■ **Request**: Gather every line of the entries below that contains the word "blue".

■ **Data rows**:
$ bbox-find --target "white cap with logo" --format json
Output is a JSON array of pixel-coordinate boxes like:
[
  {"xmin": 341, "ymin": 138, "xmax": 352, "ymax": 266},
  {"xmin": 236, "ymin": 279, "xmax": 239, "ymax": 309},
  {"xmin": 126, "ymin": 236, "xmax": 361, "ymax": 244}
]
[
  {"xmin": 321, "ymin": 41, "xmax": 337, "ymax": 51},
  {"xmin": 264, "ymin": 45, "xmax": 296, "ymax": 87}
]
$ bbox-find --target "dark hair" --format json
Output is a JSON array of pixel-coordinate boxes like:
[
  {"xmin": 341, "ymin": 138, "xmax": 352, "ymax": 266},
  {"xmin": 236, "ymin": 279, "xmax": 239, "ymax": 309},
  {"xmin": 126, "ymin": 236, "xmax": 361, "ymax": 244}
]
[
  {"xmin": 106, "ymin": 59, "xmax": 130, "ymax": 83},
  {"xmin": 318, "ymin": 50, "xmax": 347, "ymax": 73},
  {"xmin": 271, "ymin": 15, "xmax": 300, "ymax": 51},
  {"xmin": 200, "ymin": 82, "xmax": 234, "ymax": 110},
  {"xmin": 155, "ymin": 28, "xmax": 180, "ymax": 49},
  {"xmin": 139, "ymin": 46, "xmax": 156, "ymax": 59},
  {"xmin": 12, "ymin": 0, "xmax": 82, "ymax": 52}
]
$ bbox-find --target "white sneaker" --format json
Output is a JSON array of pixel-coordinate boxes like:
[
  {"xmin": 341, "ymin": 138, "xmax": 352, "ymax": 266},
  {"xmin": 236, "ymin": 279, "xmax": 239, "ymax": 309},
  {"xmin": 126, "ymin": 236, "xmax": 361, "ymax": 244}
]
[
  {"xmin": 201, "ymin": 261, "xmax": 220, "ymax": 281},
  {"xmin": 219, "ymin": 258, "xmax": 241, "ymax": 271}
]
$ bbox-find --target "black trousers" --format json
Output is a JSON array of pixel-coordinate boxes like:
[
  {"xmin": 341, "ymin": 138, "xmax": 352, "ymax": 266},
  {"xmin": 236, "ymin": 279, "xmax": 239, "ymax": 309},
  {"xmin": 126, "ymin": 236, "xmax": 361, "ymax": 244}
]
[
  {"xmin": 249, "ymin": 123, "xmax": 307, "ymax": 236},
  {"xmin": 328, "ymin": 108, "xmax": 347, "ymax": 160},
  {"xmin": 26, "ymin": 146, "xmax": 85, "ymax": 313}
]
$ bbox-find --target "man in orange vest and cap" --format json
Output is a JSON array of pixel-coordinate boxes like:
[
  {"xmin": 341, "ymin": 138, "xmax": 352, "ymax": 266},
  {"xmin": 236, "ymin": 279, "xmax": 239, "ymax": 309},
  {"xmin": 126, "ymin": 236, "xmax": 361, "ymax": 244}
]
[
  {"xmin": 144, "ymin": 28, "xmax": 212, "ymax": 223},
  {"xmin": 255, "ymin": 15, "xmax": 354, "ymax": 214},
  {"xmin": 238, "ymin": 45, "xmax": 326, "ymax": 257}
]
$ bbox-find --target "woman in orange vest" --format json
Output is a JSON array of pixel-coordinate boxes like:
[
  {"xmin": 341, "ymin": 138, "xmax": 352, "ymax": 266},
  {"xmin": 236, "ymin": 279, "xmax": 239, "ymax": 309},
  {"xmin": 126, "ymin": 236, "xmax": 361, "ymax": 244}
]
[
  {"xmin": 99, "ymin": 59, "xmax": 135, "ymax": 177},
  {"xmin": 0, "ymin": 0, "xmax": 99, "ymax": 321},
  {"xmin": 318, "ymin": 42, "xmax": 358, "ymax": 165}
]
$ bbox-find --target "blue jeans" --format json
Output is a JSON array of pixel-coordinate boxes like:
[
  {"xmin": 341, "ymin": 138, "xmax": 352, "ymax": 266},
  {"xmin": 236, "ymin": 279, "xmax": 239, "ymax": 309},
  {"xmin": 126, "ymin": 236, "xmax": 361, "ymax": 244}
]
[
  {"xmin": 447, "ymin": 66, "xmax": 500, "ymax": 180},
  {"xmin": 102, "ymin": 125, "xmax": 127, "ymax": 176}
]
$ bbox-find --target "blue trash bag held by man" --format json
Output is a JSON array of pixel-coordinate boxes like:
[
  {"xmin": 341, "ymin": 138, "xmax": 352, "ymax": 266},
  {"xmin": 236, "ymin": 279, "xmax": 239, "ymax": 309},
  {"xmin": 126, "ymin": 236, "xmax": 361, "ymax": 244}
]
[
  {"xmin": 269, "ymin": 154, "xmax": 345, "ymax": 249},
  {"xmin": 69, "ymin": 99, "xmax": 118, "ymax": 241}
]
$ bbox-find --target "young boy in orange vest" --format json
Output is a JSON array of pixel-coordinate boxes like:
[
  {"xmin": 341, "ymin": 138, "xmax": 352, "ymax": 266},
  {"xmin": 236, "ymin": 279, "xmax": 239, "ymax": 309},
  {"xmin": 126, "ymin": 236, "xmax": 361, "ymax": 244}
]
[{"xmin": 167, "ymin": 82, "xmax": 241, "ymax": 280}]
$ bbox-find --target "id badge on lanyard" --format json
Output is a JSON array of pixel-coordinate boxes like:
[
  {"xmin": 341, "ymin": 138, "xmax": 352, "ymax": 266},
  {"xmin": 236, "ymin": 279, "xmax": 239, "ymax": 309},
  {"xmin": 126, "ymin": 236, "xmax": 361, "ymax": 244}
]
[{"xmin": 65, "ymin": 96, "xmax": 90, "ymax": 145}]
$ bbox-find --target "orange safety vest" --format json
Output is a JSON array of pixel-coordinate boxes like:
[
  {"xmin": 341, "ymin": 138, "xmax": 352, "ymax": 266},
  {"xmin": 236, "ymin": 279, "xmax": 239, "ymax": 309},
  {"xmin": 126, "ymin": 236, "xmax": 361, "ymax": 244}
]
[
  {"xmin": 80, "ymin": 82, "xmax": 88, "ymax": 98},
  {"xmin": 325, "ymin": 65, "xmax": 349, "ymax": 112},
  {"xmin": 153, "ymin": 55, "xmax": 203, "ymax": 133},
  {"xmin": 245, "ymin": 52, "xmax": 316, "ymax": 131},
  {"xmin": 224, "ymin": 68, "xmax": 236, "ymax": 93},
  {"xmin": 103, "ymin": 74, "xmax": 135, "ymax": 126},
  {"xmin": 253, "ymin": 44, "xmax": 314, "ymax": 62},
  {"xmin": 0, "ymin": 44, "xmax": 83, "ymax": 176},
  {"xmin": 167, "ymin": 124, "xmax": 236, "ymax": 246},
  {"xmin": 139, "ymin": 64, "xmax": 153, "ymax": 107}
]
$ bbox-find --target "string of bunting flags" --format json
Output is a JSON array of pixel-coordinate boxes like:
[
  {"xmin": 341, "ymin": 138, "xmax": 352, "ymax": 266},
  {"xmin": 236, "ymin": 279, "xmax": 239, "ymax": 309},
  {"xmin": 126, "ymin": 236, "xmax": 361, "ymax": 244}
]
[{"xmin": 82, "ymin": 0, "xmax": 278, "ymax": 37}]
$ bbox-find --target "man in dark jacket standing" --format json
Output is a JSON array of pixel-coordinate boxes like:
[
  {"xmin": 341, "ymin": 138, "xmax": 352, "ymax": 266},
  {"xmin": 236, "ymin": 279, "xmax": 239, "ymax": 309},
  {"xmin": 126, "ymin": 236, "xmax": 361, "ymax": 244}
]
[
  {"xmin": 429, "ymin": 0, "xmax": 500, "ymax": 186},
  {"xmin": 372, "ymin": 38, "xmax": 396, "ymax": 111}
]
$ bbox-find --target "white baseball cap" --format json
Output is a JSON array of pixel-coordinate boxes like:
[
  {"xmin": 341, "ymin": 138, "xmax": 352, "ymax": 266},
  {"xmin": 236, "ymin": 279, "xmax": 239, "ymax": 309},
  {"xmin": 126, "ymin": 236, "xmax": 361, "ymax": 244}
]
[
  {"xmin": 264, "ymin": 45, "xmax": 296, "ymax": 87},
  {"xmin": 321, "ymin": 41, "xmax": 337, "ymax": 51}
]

■ **Correct answer**:
$ bbox-find --target "blue jeans" --format json
$ bbox-find --target "blue trash bag held by man" --format json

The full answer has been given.